[Point labeling examples]
····················

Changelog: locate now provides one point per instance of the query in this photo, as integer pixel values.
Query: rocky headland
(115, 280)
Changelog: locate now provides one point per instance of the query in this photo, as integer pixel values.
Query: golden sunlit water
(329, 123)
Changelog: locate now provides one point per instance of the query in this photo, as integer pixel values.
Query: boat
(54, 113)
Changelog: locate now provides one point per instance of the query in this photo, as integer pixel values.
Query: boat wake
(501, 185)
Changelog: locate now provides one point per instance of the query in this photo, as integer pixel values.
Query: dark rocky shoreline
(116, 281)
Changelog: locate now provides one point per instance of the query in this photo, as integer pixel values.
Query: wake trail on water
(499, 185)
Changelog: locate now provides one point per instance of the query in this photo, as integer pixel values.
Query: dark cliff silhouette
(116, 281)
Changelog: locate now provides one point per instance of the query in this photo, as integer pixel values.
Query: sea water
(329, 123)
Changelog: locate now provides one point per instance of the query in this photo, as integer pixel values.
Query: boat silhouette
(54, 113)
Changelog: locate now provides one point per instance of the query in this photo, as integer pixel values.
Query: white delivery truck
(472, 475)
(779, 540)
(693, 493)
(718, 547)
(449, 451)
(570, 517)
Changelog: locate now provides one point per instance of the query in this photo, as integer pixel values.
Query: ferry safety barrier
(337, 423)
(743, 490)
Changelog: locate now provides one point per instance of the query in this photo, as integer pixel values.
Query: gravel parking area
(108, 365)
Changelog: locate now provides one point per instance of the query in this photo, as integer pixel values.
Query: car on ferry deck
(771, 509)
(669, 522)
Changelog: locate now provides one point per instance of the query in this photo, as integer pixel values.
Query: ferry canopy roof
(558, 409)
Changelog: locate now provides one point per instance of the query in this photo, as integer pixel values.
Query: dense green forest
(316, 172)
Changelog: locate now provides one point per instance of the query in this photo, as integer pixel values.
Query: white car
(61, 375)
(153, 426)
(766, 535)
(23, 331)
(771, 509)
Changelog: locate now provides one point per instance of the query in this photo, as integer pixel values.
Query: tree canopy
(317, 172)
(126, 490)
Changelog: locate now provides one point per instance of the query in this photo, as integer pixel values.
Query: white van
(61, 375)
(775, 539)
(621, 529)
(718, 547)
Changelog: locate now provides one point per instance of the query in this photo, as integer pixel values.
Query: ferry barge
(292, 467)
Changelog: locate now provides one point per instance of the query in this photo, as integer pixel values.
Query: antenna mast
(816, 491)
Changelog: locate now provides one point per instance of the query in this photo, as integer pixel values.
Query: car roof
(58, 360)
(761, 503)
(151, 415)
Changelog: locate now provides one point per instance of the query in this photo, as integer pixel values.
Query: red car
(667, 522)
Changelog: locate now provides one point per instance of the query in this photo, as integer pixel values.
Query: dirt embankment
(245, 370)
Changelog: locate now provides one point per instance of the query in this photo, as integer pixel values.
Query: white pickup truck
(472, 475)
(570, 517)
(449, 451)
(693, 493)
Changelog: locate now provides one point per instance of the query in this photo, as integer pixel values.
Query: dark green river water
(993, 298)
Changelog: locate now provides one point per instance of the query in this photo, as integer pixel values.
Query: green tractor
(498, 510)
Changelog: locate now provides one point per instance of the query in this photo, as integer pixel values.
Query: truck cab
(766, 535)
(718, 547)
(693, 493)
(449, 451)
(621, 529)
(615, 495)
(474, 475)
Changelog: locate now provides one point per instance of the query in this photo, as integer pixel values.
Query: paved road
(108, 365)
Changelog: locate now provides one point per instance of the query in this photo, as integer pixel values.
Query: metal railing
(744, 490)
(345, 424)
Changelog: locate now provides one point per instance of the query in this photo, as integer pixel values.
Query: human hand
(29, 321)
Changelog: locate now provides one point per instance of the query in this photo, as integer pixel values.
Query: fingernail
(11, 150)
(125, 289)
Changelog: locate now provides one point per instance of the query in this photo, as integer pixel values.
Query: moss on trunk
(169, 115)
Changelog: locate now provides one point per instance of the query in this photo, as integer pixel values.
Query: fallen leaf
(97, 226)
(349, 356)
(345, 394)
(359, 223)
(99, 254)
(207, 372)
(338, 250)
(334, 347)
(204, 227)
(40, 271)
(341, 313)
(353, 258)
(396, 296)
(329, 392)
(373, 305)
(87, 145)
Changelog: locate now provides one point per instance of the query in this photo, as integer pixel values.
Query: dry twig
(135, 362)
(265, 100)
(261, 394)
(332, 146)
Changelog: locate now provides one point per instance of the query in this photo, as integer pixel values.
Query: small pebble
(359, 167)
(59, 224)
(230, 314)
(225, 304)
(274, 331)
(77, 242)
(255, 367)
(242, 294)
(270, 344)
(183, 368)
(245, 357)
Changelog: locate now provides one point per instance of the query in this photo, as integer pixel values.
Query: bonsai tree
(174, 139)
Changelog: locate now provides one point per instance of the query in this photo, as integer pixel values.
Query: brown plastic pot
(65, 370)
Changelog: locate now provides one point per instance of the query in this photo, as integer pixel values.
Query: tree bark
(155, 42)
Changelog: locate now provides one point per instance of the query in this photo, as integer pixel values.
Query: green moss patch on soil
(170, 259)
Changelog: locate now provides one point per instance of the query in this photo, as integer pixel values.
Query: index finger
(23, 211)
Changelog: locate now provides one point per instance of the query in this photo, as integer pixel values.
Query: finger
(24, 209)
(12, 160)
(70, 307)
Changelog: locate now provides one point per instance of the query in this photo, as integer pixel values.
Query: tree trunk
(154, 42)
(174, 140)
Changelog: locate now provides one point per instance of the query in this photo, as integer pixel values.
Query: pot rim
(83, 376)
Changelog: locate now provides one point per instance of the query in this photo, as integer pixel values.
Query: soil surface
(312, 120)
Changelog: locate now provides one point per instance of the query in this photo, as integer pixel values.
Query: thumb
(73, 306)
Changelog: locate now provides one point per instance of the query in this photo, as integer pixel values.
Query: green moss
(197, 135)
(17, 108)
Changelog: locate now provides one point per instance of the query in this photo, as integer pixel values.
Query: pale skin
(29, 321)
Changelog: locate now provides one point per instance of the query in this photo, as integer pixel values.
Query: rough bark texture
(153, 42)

····················

*Exercise*
Type out the whole listing above again, exactly as it stands.

*Answer for this exercise*
Changelog: locate now provides one point per instance of the query in this photo, as integer pixel values.
Query: rocky headland
(115, 280)
Changelog: locate now provides one point per instance of the query in this photo, as integer pixel values.
Query: golden sunlit water
(329, 123)
Changelog: locate now provides one point per instance of the query in this photo, as integer pixel values.
Query: boat
(54, 113)
Changelog: locate now provides one point per instance of the query in this photo, as integer pixel values.
Query: boat wake
(501, 185)
Changelog: locate now provides one point per instance of the query in this photo, as integer pixel values.
Query: dark rocky shoreline
(116, 281)
Changelog: locate now provides one point per instance of the query in this photo, as integer pixel values.
Query: wake trail on water
(499, 185)
Changelog: locate now provides one point per instance of the query in this photo, as integer pixel values.
Query: dark cliff silhouette
(116, 281)
Changelog: locate now provides one point per instance of the query in this photo, as integer pixel values.
Query: sea water
(329, 123)
Changelog: locate now provides one point per instance of the query in this photo, as integer pixel values.
Query: boat silhouette
(54, 113)
Changelog: locate now provides one point per instance of the query in this photo, as integer pixel values.
Query: white delivery truck
(472, 475)
(779, 540)
(693, 493)
(718, 547)
(449, 451)
(570, 517)
Changelog: locate now provides one point per instance of the query in this photo, as integer pixel values.
Query: ferry safety barrier
(337, 423)
(743, 490)
Changelog: locate now provides one point per instance of the query in this photo, as integer pixel values.
Query: gravel parking area
(108, 365)
Changelog: locate now provides one point per instance of the query in this photo, as integer pixel values.
Query: car on ferry deck
(771, 509)
(669, 522)
Changelog: locate now provides one point per instance of the query in this photo, as integer pixel values.
Query: ferry canopy roof
(558, 409)
Changelog: locate now provides one point per instance of the query in this photo, as integer pixel values.
Query: dense green forest
(316, 172)
Changelog: locate now provides one point per instance of the query in this photo, as integer pixel values.
Query: white car
(61, 375)
(153, 426)
(766, 535)
(23, 331)
(771, 509)
Changelog: locate now provides one point per instance of the query in this photo, as integer pixel values.
Query: tree canopy
(317, 172)
(126, 490)
Changelog: locate now provides one point per instance of the query in this photo, as integer pixel values.
Query: white van
(61, 375)
(775, 539)
(621, 529)
(718, 547)
Changelog: locate now provides one point per instance of the query in this photo, as integer pixel values.
Query: ferry barge
(292, 467)
Changelog: locate now provides one point per instance of the query in this photo, as integer pixel values.
Query: antenna mast
(816, 491)
Changelog: locate now provides one point per instance of the query in this photo, as integer pixel values.
Query: car roof
(58, 360)
(761, 503)
(151, 415)
Changelog: locate now provides one point per instance of the query in this photo, as integer pixel values.
Query: red car
(667, 522)
Changelog: locate now provides one point per instance of the query in this photo, as integer pixel values.
Query: dirt embankment
(245, 370)
Changelog: locate now provides one point per instance of the query in this photo, as integer pixel values.
Query: white pickup truck
(472, 475)
(570, 517)
(449, 451)
(693, 493)
Changelog: locate now provides one point per instance of the query in this photo, as integer pixel values.
Query: dark green river water
(993, 298)
Changelog: locate now provides one point per instance of the query in this photo, as integer pixel values.
Query: green tractor
(498, 510)
Changelog: locate now provides one point per instance of the query in this photo, as integer pixel values.
Query: truck cab
(766, 535)
(718, 547)
(693, 493)
(449, 451)
(621, 529)
(615, 495)
(474, 475)
Changelog: locate now provides one point per instance of the query in this photo, as integer pixel values.
Query: paved road
(108, 365)
Changelog: locate now provides one point per instance of the query in this photo, as integer pixel values.
Query: metal railing
(744, 490)
(345, 424)
Changelog: locate now provides one point per instance of the query in this photo, as integer pixel values.
Query: human hand
(29, 321)
Changelog: locate now provides one point per instance of the query in this photo, as integer pixel values.
Query: fingernail
(11, 150)
(125, 289)
Changelog: locate now provides one point per instance of the query in this photo, as integer pixel values.
Query: moss on trunk
(169, 115)
Changelog: locate now provides one point per instance of the query in this photo, as integer pixel values.
Query: fallen leaf
(97, 226)
(349, 356)
(345, 394)
(359, 223)
(99, 254)
(207, 372)
(338, 250)
(334, 347)
(204, 227)
(40, 271)
(341, 313)
(353, 258)
(396, 296)
(329, 392)
(373, 305)
(87, 145)
Changelog: locate now provides one point per instance of the query in this photo, as integer pixel values.
Query: dry twig
(135, 362)
(265, 100)
(261, 394)
(332, 146)
Changelog: locate now provides one point per instance of the query in this photo, as integer pixel values.
Query: small pebble
(359, 167)
(59, 224)
(230, 314)
(225, 304)
(274, 331)
(77, 242)
(255, 367)
(242, 294)
(270, 344)
(183, 368)
(245, 357)
Changelog: locate now provides one point per instance of the query in this photo, as integer pixel values.
Query: bonsai tree
(174, 139)
Changelog: locate now provides one point per instance of the query in this photo, as integer pixel values.
Query: brown plastic pot
(65, 370)
Changelog: locate now provides one point per instance of the query in this photo, as integer pixel values.
Query: tree bark
(155, 42)
Changelog: locate now provides one point per instance of the query in this photo, as integer pixel values.
Query: green moss patch on soil
(170, 259)
Changelog: locate now provides one point per instance of the query in this photo, as integer pixel values.
Query: index finger
(23, 211)
Changelog: locate now provides one point per instance of the query in this photo, as integer pixel values.
Query: finger
(24, 209)
(12, 160)
(70, 307)
Changelog: locate now provides one point per instance of the query in this photo, as integer pixel values.
Query: tree trunk
(154, 42)
(174, 140)
Changelog: locate now provides one point per instance of the query in this photo, as integer pixel values.
Query: pot rim
(83, 376)
Changelog: locate now provides one point per instance of the query in this photo, as integer pixel values.
Query: soil surface
(312, 120)
Changelog: locate now provides one point per instance of the query in this photo, as integer pixel values.
Query: thumb
(73, 306)
Changelog: locate now provides one point per instance of the query in this photo, as integer pixel values.
Query: green moss
(197, 135)
(17, 108)
Changelog: locate now provides one point per instance of the query in this photo, as integer pixel values.
Query: pale skin
(29, 321)
Changelog: locate now provides one point per instance of the query in this photo, as integer pixel values.
Query: rough bark texture
(153, 42)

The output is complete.